▸ DOCUMENT:
::::

Laura McGahey Roberts White v. David Carlton Wright
737 S.E.2d 519
Va. Ct. App.2013Background
- Married in August 1986 with three daughters; parties separated July 2008 in Richmond; husband is Hunton & Williams equity partner leading the Capital Real Estate Finance Group; trial court valued husband’s law practice at Hunton & Williams at about $1.492M (wife’s expert) vs $503K (husband’s expert); husband has three Hunton & Williams retirement accounts, SRP is pertinent; trial court initially ruled SRP not marital property but later found it marital and awarded wife 25% of its value under a deferred distribution method; court awarded wife $10,000 monthly spousal support for four years with a reservation of future rights; wife argued for using separation date as alternate valuation date for two accounts; husband argued post-separation expenditures of marital funds were proper under dissipation doctrine; both parties appeal and appellate fees sought.

::::

▸ MATERIAL:
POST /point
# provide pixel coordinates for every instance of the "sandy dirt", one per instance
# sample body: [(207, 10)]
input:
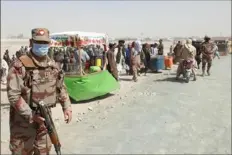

::::

Give every dollar amount that appears in the case summary, each with what it refers to.

▸ TASK OUTPUT:
- About $1.492M: the wife's expert's value of the husband's law practice at Hunton & Williams
- $503K: the husband's expert's value of that law practice
- $10,000: the monthly spousal support awarded to the wife for four years